_GIVEN ENTRIES_
━━━━━━━━━━

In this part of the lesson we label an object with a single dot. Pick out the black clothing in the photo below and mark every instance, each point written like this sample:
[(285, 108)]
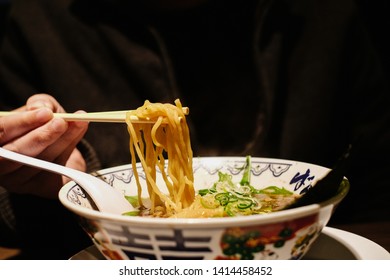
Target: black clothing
[(272, 78)]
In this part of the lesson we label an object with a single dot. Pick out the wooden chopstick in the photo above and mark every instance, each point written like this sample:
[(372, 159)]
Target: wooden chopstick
[(109, 116)]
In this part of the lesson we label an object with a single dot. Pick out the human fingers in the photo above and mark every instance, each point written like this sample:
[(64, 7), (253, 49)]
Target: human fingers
[(43, 100), (60, 151), (14, 126)]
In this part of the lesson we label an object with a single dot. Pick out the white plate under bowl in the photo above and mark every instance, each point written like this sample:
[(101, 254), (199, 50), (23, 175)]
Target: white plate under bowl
[(332, 244)]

━━━━━━━━━━

_SHORT EXERCISE_
Except for the pictures, print the data above exactly.

_PROBLEM SOLUTION_
In this part of the lesson we label an object with a single dot. Pick out the black clothing in the photo below and mark every instance, each point written like this sample:
[(285, 108)]
Target: black clothing
[(272, 78)]
In this part of the lesson we label an object with a single dot. Pick out the wooden chopstick in the photo above and mark every instance, each point written like this sample:
[(372, 159)]
Target: wooden chopstick
[(109, 116)]
In this part of the lesson we label an object with a single dot. Pick out the human fingers in the photo above and mark every instance, each point written like this sample:
[(64, 7), (253, 49)]
Target: human fingers
[(43, 100), (60, 151), (14, 126)]
In this part of the lesson we label an object with a single dot. Pick out the white plate under bowl in the photo above and mark every instance, each point written like this sample:
[(101, 254), (199, 50), (23, 175)]
Target: white plate under bowl
[(332, 244)]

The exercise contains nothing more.